------ PROVIDED ENTRIES ------
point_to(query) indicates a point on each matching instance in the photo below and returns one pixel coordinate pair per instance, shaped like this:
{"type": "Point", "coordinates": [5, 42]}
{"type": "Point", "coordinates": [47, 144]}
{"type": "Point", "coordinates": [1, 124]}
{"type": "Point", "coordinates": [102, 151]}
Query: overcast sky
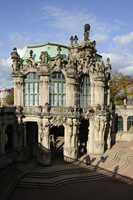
{"type": "Point", "coordinates": [39, 21]}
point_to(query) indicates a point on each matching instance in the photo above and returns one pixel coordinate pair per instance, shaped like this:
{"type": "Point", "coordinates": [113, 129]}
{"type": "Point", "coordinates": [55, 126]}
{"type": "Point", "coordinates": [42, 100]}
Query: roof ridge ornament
{"type": "Point", "coordinates": [87, 28]}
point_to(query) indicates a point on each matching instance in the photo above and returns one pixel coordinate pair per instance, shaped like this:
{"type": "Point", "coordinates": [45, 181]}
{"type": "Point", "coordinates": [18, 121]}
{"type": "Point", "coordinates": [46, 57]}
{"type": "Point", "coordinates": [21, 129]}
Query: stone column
{"type": "Point", "coordinates": [96, 135]}
{"type": "Point", "coordinates": [67, 139]}
{"type": "Point", "coordinates": [44, 90]}
{"type": "Point", "coordinates": [92, 88]}
{"type": "Point", "coordinates": [2, 140]}
{"type": "Point", "coordinates": [125, 123]}
{"type": "Point", "coordinates": [24, 135]}
{"type": "Point", "coordinates": [90, 143]}
{"type": "Point", "coordinates": [18, 91]}
{"type": "Point", "coordinates": [71, 92]}
{"type": "Point", "coordinates": [44, 139]}
{"type": "Point", "coordinates": [74, 140]}
{"type": "Point", "coordinates": [70, 140]}
{"type": "Point", "coordinates": [99, 92]}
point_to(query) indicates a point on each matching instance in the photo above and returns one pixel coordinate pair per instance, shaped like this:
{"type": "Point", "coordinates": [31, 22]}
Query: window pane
{"type": "Point", "coordinates": [31, 90]}
{"type": "Point", "coordinates": [85, 91]}
{"type": "Point", "coordinates": [57, 89]}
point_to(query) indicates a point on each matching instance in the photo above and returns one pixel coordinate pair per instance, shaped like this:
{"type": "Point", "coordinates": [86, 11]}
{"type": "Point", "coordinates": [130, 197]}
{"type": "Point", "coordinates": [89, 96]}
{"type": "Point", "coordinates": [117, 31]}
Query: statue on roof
{"type": "Point", "coordinates": [16, 60]}
{"type": "Point", "coordinates": [86, 32]}
{"type": "Point", "coordinates": [44, 57]}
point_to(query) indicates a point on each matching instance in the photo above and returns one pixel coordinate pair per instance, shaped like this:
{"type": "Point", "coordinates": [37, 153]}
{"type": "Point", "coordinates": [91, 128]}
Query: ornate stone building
{"type": "Point", "coordinates": [62, 97]}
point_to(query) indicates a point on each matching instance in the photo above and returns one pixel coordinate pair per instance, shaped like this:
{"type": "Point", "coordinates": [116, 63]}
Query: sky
{"type": "Point", "coordinates": [40, 21]}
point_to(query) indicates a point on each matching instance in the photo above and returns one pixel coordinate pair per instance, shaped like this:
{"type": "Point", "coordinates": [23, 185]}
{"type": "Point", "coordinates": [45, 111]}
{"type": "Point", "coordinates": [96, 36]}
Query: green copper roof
{"type": "Point", "coordinates": [49, 47]}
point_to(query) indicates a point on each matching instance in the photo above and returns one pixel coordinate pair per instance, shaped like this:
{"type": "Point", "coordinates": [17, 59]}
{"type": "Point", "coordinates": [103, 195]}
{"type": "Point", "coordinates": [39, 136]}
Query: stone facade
------
- [THE TASK]
Repeat the records in full, exactly as they appear, without the pictures.

- [OUTPUT OF THE EXERCISE]
point_to(query) indicates a point on each matching instance in the photo below and returns one pixel coordinate pair per instance, shaped like this:
{"type": "Point", "coordinates": [5, 42]}
{"type": "Point", "coordinates": [47, 144]}
{"type": "Point", "coordinates": [1, 124]}
{"type": "Point", "coordinates": [102, 151]}
Query: overcast sky
{"type": "Point", "coordinates": [39, 21]}
point_to(query) indicates a point on each matching instance in the photo above and returns one pixel coordinate pair per instance, shaped like this:
{"type": "Point", "coordinates": [113, 129]}
{"type": "Point", "coordinates": [55, 126]}
{"type": "Point", "coordinates": [42, 100]}
Query: roof ridge ornament
{"type": "Point", "coordinates": [87, 28]}
point_to(query) indicates a point on each matching instance in the photo above and returns one pixel coordinate pair per instance, shaped like this:
{"type": "Point", "coordinates": [45, 181]}
{"type": "Point", "coordinates": [18, 121]}
{"type": "Point", "coordinates": [46, 57]}
{"type": "Point", "coordinates": [21, 129]}
Query: stone column
{"type": "Point", "coordinates": [96, 135]}
{"type": "Point", "coordinates": [67, 139]}
{"type": "Point", "coordinates": [44, 90]}
{"type": "Point", "coordinates": [92, 88]}
{"type": "Point", "coordinates": [2, 140]}
{"type": "Point", "coordinates": [125, 123]}
{"type": "Point", "coordinates": [24, 135]}
{"type": "Point", "coordinates": [90, 143]}
{"type": "Point", "coordinates": [18, 91]}
{"type": "Point", "coordinates": [71, 92]}
{"type": "Point", "coordinates": [44, 139]}
{"type": "Point", "coordinates": [74, 140]}
{"type": "Point", "coordinates": [70, 140]}
{"type": "Point", "coordinates": [99, 92]}
point_to(query) indicates a point on each matching instance in the photo above and returns one pixel coordinate pair per instance, shaped like this:
{"type": "Point", "coordinates": [31, 22]}
Query: window pane
{"type": "Point", "coordinates": [31, 90]}
{"type": "Point", "coordinates": [85, 91]}
{"type": "Point", "coordinates": [57, 89]}
point_to(query) indicates a point on each matching instance in the photo above and returns one pixel coordinate pair per instance, shaped like this:
{"type": "Point", "coordinates": [86, 11]}
{"type": "Point", "coordinates": [130, 197]}
{"type": "Point", "coordinates": [89, 96]}
{"type": "Point", "coordinates": [117, 31]}
Query: statue on roof
{"type": "Point", "coordinates": [16, 60]}
{"type": "Point", "coordinates": [86, 32]}
{"type": "Point", "coordinates": [44, 57]}
point_to(query) indicates a point on each matching instance in the photo above and returns one pixel coordinate pair per instance, shaped like this:
{"type": "Point", "coordinates": [37, 153]}
{"type": "Point", "coordinates": [91, 128]}
Query: ornate stone building
{"type": "Point", "coordinates": [62, 97]}
point_to(query) indicates a point on each matching instance in the photo above and returns one pixel coordinate pair per instance, shaped like this:
{"type": "Point", "coordinates": [116, 63]}
Query: sky
{"type": "Point", "coordinates": [40, 21]}
point_to(query) indicates a point on each matching instance in the photo above and returns one pixel coordinate pair per instance, shaped like this:
{"type": "Point", "coordinates": [23, 185]}
{"type": "Point", "coordinates": [45, 111]}
{"type": "Point", "coordinates": [96, 36]}
Query: green copper roof
{"type": "Point", "coordinates": [49, 47]}
point_to(query) indicates a point on each matching instance in the photo above and returns one pixel coordinate pair per instance, shaped like this:
{"type": "Point", "coordinates": [17, 59]}
{"type": "Point", "coordinates": [103, 195]}
{"type": "Point", "coordinates": [39, 136]}
Query: stone facade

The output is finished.